## Consigna A
Transcribe sin cambios la parte del fragmento sobre Iván de la Nuez que comienza en las palabras "Su anterior ensayo, Teoría" y termina después de "sobre aquel libro.".
## Consigna B
Según el fragmento sobre Iván de la Nuez, ¿qué editorial publicó el ensayo Teoría de la retaguardia?

El curador y crítico cultural explica las complejidades de la isla caribeña

Iván de la Nuez: “Cuba es cada vez más cubista”

Su anterior ensayo, Teoría de la retaguardia (Consonni, 2018), no solo es una demolición de los dogmas del arte contemporáneo, sino también un recordatorio de que la vanguardia se ha vuelto previsible y estéril, aunque cierta izquierda no se haya dado cuenta o no le convenga procesarlo. “El arte contemporáneo tiene un pie en el 15-M y otro en los petrodólares”, me explicó cuando charlamos sobre aquel libro.

## Información mostrada
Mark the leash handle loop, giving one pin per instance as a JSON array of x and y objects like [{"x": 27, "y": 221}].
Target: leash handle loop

## Respuesta correcta A
Su anterior ensayo, Teoría de la retaguardia (Consonni, 2018), no solo es una demolición de los dogmas del arte contemporáneo, sino también un recordatorio de que la vanguardia se ha vuelto previsible y estéril, aunque cierta izquierda no se haya dado cuenta o no le convenga procesarlo. “El arte contemporáneo tiene un pie en el 15-M y otro en los petrodólares”, me explicó cuando charlamos sobre aquel libro.

## Respuesta correcta B
Consonni.